Personal information
- Nationality: French
- Born: 19 February 1992 (age 34) Lyon
- Height: 177 cm (5 ft 10 in) (2013)
- Weight: 64 kg (141 lb) (2013)

Sport
- Country: France
- Sport: Synchronized swimming
- Event(s): Team, Combination
- Club: Aqua Synchro Lyon

Achievements and titles
- World finals: 2013 World Aquatics Championships

= Marie Annequin =

French synchronized swimmer

Marie Annequin (born 19 February 1992) is a French competitor in synchronized swimming who competed in the 2013 World Aquatics Championships.

==Personal==
Annequin was born on 19 February 1992 in Lyon. She is preparing a technician certificate (BTS) Design d'espace remotely. She is 177 centimetres (5 ft 1 in) tall and weighs 64 kilograms (140 lb).

==Synchronized swimming==
Annequin is a synchronized swimmer, starting in the sport when she was eleven years old in the team of Chassieu Natation.

Annequin represented France in free routine combination events. She finished 4th at the 2012 European Aquatics Championships and 7th at the 2013 World Aquatics Championships, both in the technical routine and free routine. With Chloé Kautzmann, she is captain of the French team.

• [Required tasks]
A) According to the profile, at what age did Annequin begin synchronized swimming, and with which team?
B) Extract the portion of the profile starting at "Marie Annequin (born" and ending at "kilograms (140 lb).".

• [Dataset entries]
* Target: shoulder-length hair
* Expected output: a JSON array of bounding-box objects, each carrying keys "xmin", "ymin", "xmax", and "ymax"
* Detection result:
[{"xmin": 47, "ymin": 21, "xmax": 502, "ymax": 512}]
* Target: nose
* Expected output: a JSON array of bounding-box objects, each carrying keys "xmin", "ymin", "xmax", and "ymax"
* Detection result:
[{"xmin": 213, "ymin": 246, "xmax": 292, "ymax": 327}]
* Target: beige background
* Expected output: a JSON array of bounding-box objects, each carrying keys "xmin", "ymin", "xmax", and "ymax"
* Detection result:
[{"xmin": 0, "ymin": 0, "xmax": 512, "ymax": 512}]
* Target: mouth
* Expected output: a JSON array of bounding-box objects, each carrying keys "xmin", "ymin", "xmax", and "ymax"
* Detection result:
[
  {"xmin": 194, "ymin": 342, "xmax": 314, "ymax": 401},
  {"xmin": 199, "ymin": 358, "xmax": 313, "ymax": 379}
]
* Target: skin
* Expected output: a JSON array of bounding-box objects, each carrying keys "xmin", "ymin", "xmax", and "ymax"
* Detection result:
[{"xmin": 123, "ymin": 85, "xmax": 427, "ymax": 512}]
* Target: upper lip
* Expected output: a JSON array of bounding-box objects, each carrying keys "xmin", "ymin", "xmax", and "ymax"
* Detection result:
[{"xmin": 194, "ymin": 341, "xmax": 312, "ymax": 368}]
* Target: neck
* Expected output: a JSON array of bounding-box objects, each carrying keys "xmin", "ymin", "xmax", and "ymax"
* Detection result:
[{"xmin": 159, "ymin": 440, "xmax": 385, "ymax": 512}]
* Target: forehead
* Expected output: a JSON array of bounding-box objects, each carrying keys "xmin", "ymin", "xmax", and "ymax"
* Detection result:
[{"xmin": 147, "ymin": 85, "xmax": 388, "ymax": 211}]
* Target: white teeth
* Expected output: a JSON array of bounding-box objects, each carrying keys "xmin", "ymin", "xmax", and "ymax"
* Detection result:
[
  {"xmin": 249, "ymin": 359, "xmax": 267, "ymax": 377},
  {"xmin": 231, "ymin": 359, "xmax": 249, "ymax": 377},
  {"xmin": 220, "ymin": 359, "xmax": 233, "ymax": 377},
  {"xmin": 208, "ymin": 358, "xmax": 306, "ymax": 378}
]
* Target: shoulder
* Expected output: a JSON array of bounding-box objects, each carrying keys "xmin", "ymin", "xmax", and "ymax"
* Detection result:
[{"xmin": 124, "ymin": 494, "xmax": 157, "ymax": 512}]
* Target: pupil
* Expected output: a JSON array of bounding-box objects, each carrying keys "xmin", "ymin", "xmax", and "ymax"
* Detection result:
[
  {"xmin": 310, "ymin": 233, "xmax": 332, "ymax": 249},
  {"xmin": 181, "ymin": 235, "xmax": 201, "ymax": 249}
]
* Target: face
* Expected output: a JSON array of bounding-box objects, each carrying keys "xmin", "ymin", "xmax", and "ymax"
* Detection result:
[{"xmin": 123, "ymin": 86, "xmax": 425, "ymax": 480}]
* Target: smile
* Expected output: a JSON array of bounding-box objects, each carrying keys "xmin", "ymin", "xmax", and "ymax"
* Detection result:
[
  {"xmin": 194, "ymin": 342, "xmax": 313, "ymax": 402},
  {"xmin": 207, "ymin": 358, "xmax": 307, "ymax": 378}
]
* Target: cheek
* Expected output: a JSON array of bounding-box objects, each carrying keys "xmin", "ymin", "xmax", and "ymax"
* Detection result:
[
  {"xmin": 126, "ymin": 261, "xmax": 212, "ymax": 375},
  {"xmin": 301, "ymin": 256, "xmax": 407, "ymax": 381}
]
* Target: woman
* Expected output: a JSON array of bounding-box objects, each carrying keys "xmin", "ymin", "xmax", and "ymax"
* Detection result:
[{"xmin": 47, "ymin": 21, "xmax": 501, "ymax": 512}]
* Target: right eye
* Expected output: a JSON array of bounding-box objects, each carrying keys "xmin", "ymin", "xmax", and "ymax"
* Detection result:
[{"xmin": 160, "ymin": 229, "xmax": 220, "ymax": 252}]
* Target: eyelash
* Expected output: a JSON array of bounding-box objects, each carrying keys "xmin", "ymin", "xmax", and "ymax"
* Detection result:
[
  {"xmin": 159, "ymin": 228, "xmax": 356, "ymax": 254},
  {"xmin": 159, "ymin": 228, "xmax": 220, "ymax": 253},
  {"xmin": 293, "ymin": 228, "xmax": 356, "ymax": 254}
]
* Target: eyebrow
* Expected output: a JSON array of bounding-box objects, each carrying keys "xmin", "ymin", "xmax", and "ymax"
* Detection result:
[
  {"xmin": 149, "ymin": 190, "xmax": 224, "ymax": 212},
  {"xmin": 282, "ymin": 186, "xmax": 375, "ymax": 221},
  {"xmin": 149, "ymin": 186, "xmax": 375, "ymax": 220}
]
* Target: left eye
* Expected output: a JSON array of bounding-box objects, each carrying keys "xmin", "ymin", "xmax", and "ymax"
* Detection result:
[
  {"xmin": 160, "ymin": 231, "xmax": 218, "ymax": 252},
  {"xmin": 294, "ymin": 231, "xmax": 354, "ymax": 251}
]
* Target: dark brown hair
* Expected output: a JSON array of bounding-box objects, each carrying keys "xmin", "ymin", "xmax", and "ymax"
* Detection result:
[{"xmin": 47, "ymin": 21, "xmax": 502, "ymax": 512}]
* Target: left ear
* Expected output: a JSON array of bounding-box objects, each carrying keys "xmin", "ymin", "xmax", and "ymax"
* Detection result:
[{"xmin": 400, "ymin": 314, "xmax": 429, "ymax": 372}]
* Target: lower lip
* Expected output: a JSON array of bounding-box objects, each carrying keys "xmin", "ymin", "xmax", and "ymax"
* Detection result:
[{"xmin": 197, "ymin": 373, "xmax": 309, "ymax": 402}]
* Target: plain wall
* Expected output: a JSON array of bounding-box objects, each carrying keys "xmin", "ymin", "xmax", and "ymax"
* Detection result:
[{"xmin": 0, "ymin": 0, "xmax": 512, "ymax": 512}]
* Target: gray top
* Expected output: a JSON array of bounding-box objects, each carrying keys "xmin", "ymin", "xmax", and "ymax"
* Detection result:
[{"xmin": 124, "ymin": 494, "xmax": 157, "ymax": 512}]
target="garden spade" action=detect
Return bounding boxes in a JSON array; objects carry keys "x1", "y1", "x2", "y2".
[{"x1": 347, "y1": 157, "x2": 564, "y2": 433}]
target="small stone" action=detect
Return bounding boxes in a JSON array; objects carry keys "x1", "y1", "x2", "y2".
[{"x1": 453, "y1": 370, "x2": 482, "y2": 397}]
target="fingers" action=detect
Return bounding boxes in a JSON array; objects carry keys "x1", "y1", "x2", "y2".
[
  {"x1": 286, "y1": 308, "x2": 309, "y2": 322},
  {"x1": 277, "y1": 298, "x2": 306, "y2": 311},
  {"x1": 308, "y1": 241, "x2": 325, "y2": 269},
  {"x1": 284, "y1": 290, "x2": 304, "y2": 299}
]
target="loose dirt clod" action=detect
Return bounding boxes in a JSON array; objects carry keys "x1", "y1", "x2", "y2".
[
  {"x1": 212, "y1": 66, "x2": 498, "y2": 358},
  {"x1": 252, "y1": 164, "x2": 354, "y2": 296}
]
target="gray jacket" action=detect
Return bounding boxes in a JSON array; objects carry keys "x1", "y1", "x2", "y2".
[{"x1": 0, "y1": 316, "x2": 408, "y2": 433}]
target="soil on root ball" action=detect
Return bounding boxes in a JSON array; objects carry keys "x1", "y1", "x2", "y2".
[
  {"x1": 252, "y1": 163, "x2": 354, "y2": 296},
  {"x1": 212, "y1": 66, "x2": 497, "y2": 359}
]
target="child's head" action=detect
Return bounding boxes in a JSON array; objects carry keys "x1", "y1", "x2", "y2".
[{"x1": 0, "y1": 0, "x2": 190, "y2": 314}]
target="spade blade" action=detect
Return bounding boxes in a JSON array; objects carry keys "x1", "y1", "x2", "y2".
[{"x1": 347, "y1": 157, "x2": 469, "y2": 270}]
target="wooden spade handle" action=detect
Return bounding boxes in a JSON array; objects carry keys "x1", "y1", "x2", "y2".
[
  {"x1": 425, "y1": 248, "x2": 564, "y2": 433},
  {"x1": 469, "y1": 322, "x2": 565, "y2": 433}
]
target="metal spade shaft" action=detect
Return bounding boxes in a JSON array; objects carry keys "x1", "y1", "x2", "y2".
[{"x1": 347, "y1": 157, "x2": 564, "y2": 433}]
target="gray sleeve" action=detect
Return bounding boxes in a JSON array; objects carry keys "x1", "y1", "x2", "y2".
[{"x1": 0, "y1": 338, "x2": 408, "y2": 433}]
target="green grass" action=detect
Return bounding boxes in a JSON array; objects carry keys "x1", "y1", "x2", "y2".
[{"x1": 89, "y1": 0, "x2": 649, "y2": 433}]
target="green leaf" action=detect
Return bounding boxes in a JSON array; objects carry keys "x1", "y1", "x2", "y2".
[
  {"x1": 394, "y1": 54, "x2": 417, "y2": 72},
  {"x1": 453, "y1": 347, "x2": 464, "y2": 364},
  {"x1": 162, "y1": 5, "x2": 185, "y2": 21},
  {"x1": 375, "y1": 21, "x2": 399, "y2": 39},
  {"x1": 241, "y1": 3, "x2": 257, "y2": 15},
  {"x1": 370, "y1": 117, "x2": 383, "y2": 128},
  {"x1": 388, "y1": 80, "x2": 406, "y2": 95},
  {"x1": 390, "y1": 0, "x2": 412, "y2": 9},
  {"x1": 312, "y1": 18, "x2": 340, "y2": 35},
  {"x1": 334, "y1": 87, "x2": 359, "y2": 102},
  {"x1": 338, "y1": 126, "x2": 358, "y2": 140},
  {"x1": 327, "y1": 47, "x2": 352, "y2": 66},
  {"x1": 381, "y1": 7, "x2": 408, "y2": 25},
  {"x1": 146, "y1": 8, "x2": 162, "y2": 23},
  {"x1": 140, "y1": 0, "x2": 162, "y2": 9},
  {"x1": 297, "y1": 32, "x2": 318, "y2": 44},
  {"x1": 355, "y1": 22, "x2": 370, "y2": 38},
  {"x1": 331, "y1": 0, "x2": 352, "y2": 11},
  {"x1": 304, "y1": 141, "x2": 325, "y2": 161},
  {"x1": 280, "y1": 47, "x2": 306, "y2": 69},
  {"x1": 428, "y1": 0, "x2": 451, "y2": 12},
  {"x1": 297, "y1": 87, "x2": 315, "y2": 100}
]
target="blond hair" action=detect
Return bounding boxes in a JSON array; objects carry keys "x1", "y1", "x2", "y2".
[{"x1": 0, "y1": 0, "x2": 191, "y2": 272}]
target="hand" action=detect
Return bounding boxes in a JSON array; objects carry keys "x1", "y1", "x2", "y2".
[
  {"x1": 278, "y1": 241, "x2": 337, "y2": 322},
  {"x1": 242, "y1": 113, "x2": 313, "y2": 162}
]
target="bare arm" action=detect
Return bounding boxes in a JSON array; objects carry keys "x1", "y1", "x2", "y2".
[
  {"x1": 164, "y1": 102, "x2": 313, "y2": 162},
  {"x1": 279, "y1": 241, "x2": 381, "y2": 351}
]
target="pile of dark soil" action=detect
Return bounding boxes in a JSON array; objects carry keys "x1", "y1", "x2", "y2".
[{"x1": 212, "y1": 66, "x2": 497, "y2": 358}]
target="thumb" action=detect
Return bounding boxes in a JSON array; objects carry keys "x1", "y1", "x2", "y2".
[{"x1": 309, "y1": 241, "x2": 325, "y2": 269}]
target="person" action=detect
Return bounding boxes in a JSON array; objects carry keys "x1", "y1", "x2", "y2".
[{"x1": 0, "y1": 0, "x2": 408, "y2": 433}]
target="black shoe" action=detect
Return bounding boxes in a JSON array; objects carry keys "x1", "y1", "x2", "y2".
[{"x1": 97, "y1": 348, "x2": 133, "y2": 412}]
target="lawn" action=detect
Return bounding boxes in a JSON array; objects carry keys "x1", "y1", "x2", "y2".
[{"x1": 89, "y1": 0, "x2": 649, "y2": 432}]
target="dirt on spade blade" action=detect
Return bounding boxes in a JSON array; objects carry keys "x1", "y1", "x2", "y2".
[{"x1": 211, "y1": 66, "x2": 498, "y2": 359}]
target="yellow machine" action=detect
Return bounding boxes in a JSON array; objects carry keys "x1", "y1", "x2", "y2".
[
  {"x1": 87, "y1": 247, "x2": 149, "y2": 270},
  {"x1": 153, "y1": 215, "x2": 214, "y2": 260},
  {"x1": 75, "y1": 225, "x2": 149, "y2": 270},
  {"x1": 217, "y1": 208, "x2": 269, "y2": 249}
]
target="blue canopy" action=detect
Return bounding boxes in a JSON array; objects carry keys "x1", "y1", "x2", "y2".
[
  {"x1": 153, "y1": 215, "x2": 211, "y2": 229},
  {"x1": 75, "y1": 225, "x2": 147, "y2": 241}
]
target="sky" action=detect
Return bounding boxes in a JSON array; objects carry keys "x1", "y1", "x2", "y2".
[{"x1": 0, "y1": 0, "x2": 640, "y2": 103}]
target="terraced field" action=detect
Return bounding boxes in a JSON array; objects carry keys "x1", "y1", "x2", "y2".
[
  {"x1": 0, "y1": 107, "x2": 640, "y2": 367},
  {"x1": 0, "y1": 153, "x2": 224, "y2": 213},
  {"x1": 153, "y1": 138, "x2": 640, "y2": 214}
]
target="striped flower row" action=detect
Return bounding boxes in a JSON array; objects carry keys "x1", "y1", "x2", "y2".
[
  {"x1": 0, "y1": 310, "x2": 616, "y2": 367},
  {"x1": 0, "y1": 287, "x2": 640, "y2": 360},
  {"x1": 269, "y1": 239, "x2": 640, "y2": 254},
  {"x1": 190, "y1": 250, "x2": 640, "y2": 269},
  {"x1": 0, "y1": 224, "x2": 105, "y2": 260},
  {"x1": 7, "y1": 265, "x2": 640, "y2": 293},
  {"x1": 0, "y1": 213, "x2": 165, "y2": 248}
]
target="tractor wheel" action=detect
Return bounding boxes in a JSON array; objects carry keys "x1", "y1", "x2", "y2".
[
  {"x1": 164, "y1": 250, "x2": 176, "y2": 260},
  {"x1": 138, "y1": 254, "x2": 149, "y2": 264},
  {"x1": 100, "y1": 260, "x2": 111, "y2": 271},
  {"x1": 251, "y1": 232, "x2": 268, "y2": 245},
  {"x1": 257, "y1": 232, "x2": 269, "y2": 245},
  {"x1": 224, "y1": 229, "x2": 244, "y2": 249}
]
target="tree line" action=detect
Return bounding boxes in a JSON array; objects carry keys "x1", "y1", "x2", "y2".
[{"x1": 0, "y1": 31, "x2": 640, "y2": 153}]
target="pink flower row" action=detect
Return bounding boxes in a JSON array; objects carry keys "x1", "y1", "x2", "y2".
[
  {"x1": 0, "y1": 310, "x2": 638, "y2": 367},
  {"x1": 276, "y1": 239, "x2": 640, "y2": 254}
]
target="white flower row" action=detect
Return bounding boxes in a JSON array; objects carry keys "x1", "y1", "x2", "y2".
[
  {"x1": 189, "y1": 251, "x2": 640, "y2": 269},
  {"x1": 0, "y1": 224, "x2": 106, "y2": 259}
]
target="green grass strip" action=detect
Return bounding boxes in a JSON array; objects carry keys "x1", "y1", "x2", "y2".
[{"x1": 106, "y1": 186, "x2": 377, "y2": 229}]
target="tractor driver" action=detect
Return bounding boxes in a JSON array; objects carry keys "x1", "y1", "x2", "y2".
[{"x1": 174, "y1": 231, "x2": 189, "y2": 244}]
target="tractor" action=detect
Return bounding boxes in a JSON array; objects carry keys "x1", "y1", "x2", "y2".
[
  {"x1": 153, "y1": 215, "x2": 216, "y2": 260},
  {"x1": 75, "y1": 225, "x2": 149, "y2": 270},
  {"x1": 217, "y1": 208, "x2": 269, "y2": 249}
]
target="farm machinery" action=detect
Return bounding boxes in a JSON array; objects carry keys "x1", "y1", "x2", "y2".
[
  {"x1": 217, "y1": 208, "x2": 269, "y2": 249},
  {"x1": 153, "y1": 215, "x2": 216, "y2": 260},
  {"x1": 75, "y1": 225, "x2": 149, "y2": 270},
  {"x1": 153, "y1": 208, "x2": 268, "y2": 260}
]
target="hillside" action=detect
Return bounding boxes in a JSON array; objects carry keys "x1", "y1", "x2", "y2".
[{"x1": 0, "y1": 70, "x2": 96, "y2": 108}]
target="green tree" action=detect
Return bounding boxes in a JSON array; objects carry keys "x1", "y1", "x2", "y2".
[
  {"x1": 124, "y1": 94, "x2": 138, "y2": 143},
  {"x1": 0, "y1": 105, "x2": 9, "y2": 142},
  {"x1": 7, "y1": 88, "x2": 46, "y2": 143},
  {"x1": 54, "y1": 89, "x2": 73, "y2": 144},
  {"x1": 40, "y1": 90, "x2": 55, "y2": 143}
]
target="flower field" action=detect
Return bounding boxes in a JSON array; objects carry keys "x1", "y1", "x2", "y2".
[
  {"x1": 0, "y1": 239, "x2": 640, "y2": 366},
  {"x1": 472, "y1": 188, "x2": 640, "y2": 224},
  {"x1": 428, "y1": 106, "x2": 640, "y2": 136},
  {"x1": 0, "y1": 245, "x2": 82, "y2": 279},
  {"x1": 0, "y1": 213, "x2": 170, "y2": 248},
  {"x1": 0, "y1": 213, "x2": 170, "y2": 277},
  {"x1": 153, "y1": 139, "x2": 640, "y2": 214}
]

• [Responses to the tasks]
A) She began at eleven years old with the team of Chassieu Natation.

B)
Marie Annequin (born 19 February 1992) is a French competitor in synchronized swimming who competed in the 2013 World Aquatics Championships.

==Personal==
Annequin was born on 19 February 1992 in Lyon. She is preparing a technician certificate (BTS) Design d'espace remotely. She is 177 centimetres (5 ft 1 in) tall and weighs 64 kilograms (140 lb).